Write out each line below precisely, passing over the pictures.

Recorded data:

··········

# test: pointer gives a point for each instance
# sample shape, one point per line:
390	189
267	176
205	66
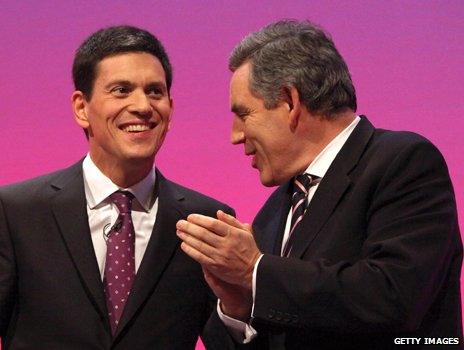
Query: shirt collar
98	187
324	159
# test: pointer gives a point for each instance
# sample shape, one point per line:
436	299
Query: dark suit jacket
377	256
51	293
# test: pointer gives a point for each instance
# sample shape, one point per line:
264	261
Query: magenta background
406	59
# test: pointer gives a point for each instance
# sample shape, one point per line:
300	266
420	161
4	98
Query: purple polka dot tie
120	261
301	186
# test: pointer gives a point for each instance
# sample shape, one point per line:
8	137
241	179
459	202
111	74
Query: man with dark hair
89	258
359	246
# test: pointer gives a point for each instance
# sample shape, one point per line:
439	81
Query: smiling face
266	134
129	112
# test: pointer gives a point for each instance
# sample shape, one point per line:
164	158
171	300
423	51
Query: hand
236	302
224	246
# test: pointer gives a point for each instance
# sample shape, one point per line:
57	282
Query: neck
318	132
124	174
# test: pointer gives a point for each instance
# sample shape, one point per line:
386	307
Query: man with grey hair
359	246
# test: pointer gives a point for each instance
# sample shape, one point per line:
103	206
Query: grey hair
291	53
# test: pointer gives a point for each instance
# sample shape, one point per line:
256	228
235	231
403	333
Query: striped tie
301	186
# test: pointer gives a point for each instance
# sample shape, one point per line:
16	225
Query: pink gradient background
406	60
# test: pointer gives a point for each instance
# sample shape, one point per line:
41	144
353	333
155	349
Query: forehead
239	84
131	65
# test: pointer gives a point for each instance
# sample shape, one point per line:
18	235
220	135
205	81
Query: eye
156	92
120	91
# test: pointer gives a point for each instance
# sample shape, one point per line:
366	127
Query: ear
292	98
78	105
171	102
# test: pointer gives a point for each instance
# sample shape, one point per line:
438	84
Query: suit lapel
69	208
269	223
161	247
332	187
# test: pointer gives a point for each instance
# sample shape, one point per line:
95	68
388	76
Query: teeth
137	127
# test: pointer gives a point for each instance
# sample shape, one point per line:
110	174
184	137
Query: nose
140	103
237	134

··········

• **Response area**
# test: pointer gives a point for each instance
# sample shape, one point per line:
390	189
267	176
205	66
Query: shirt collar
98	187
324	159
# test: pointer gives a point for each instance
# sample shape, one point per line:
436	299
Query: dark suit jacket
377	256
51	293
# test: pointer gives a point for each instance
# sample shape, one point per line:
264	261
Query: magenta background
406	59
# test: pointer gives a point for each instance
# sample shape, one point per line:
300	266
420	161
4	98
Query: purple polka dot tie
120	261
301	186
# test: pointer gives a point for each instance
# sample shape, one point per line:
8	137
241	179
459	202
111	74
Query: man with dark hair
89	258
359	246
# test: pointer gives a point for each instance
# sample shape, one point per line:
439	81
Query: smiling face
266	134
129	112
# test: pointer gives a point for each instance
# sample shape, one point per line:
164	158
171	300
423	51
Query: hand
236	302
224	246
# test: pointer gives a point for each instance
# sample shape, one point per line:
57	282
Query: neck
318	132
124	174
# test: pointer gives a point for each instance
# sample shape, one point per line:
386	307
Query: man with grey hair
359	246
# test: pointer gives a point for each instance
# sample shape, one point per line:
103	206
Query: grey hair
291	53
# test: pointer gives a point for each instance
# sample shape, one point per line:
256	228
235	231
403	333
Query: striped tie
301	186
# test: pointer gives a point for each instance
# sample shape, one point per line:
16	225
Query: pink gradient background
406	60
# test: pointer gives a point for each instance
# sample shape, one point per line:
41	144
353	333
155	349
Query: forehead
239	84
131	65
# test: pointer gives a point for each instance
# sample shape, one point per line:
18	235
220	135
205	81
Query: eye
156	92
120	91
# test: pointer gives a point for each instance
# sample shape, one point per line:
366	127
Query: ear
292	98
78	105
171	102
# test: pointer gives a point for each instance
# sample shape, one point per line:
438	84
Query: suit lapel
69	208
269	223
161	247
332	187
# test: pointer gives a point for each instance
# sample shape, one point per line:
95	68
388	76
Query: teeth
137	127
# test: pointer gives a point for each instance
# sample shape, one point per line:
110	174
184	137
Query: nose
140	103
237	134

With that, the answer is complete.